> **PROBLEMS TO SOLVE**
a - According to the court opinion, what sum did the jury award the plaintiff in its verdict?
b - Resume the court opinion after its final sentence.

> **TEXT TO READ**
OPINION FILED FEBRUARY 1, 1963.
JO D. TANSOR
CHECKER TAXI COMPANY. (PEOPLE EX REL. JO D. TANSOR, APPELLANT AND PETITIONER,
ELMER N. HOLMGREN, JUDGE, APPELLEE AND RESPONDENT.)
No. 37104 APPEAL from the Appellate Court for the First
District; heard in that court on appeal from the Superior Court
of Cook County; the Hon. ELMER N. HOLMGREN, Judge, presiding.
No. 37158 ORIGINAL PETITION for mandamus.
MR. JUSTICE SCHAEFER DELIVERED THE OPINION OF THE COURT:
This court granted leave to Jo D. Tansor, the plaintiff, to file her original petition in this court for a writ of mandamus directed to the respondent, Hon. Elmer N. Holmgren, a judge of the superior court of Cook County. We also allowed her petition for leave to appeal from an order of the Appellate Court for the First District, which denied her motion for leave to file in that court a similar petition for a writ of mandamus directed against the same respondent. The two cases were consolidated in this court. Both concern the plaintiff's efforts to obtain a report of proceedings at a trial conducted before the respondent as trial judge, in furtherance of her appeal from an adverse judgment.
From the record before the Appellate Court and the plaintiff's original petition in this court, it appears that the plaintiff prosecuted a claim for personal injuries against the Checker Taxi Company, the defendant. Upon a trial before the respondent judge, the jury returned a verdict in the plaintiff's favor in the sum of $4,500. On the motion of the defendant, the respondent entered judgment for the defendant notwithstanding this verdict, and conditionally granted the defendant's motion for a new trial in the event of reversal, in accordance with section 68.1 of the Civil Practice Act. (Ill. Rev. Stat. 1961, chap. 110, par. 68.1.) The plaintiff filed her notice of appeal to the Appellate Court and undertook to procure the record on appeal.

(Excerpt from a dataset)
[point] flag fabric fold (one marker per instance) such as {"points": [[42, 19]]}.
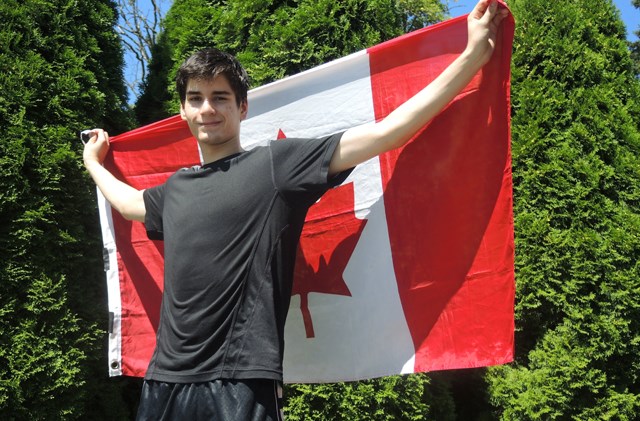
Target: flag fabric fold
{"points": [[407, 266]]}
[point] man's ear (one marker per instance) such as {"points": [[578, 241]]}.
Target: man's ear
{"points": [[183, 115], [244, 109]]}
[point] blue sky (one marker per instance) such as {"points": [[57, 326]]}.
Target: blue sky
{"points": [[630, 16]]}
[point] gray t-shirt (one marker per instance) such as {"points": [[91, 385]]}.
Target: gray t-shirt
{"points": [[231, 230]]}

> **ANSWERS FOR THE TASKS**
a - $4,500.

b -
No officially appointed court reporter, as authorized by statute (Ill. Rev. Stat. 1961, chap. 37, pars. 163a, 163b,) attended the trial. The stenographers who reported the proceedings were employed by a private court reporting firm hired by the defendant. In an effort to obtain a copy of the stenographic report to complete her record on appeal, the plaintiff presented a motion in the trial court for an order directing the defendant or the court reporter to supply a transcript. The motion was accompanied by a tender of the reporter's full fee for attendance, reporting, and transcribing, and by an offer to prove, through the testimony of the reporter himself, that the testimony had already been transcribed and was available subject to the directions of the defendant. The reporter declined to supply the transcript, however, without the authorization of the defendant, and the respondent denied the motion to compel production.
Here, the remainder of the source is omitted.